== WHAT TO WORK ON ==
Copy every line of the material below that contains the word "corner", in full.

== TASK DATA ==
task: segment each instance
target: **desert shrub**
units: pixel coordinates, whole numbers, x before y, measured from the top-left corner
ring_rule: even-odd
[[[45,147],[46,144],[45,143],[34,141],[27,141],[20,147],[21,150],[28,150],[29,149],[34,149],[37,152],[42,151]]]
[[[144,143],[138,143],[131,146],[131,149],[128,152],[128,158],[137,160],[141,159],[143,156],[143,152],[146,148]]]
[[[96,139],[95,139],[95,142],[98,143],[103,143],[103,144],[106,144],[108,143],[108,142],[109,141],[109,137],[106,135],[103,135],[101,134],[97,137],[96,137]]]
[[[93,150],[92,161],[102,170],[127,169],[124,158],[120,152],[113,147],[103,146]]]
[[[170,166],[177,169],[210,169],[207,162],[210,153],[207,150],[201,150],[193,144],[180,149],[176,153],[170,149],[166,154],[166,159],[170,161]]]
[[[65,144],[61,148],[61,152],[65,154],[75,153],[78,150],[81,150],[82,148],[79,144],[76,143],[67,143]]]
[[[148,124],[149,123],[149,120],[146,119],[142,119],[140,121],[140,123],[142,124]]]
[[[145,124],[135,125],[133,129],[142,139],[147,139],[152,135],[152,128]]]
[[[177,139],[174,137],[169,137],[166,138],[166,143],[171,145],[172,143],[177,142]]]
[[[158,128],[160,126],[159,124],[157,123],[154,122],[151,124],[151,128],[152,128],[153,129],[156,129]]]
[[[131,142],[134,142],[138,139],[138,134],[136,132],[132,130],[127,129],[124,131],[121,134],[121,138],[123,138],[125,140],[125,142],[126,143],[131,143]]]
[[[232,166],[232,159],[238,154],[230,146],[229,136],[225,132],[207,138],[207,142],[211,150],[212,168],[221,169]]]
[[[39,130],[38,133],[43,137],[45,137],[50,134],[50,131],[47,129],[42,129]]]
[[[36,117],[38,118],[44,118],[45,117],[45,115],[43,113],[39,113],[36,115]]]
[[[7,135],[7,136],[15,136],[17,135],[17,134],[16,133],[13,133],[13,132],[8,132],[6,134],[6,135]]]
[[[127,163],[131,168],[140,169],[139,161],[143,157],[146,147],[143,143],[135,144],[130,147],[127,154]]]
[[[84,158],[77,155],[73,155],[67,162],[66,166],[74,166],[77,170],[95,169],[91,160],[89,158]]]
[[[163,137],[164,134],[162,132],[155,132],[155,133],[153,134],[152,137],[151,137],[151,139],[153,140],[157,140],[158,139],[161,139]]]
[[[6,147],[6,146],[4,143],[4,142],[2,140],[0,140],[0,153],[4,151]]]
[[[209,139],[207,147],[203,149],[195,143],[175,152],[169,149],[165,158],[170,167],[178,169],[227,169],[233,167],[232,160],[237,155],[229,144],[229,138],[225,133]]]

== OUTPUT OF THE EXERCISE ==
units: pixel coordinates, whole numbers, x before y, measured from the top-left corner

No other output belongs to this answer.